[SET EXERCISE]
Reproduce the stretch from "I hear ya sister." through "is legitimate overlap." in the forum thread on church and government, word for word.

[SELECTED EXTRACT]

* * * * *

I hear ya sister. I think it comes down to the truth that the government will enforce some form of morality on its citizens. The Row vs. Wade was moral declaration that everyone woman has the choice to terminate a pregnancy. That's why I think the only solution is to replace the current governmental system with a Christian one where the law of the land is the scriptures and the scriptures along. 



Miss Marple said:


> P. Geek,
> 
> "on the one hand Christians don't want the government to meddle with the affairs of the church and on the other hand they do by wanting that same government to outlaw abortion."
> 
> I think this goes to sphere sovereignty. The church has its sphere; the government has its sphere; the family has its sphere. But there is legitimate overlap.
> 
> For example, I do want the government-funded fire dept. to come put the fire out if our building is on fire. I do want the police to pursue threatening letters addressed to our church. They can require basic zoning, like no neon signs in a residential neighborhood, or garbage cans brought back in within 24 hours. This is their legitimate sphere. However they can't tell us how to worship, or whether we may, or appoint our elders, etc.
> 
> So the church may tell the government that they must forbid abortion, that homosexuality should not be promoted, that stealing even in more muted forms is a sin, etc. The church has no legitimate "force," police or what have you. It is limited to admonition and prayer and such. Perhaps, arguably, some resistance (for another thread I'm sure). To fail to call our public officials to account, or to behave as though their promotion and pursuit of evil is ok, would be wrong. That is a particular role of ours.


----------



## Edward

Miss Marple said:


> I had to look up "Demostheian," and it was hard, and I had to settle for Demosthes, or something like that, anyway, he was supposed to be a great orator and debator. If that is what you mean, yes, I do think he is Demostheian, and a great asset in that sense.

* * * * *

[SUPPLIED MATERIAL]

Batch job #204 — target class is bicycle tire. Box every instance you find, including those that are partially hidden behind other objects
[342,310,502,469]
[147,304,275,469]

* * * * *

[OUTPUT]
I hear ya sister. I think it comes down to the truth that the government will enforce some form of morality on its citizens. The Row vs. Wade was moral declaration that everyone woman has the choice to terminate a pregnancy. That's why I think the only solution is to replace the current governmental system with a Christian one where the law of the land is the scriptures and the scriptures along. 



Miss Marple said:


> P. Geek,
> 
> "on the one hand Christians don't want the government to meddle with the affairs of the church and on the other hand they do by wanting that same government to outlaw abortion."
> 
> I think this goes to sphere sovereignty. The church has its sphere; the government has its sphere; the family has its sphere. But there is legitimate overlap.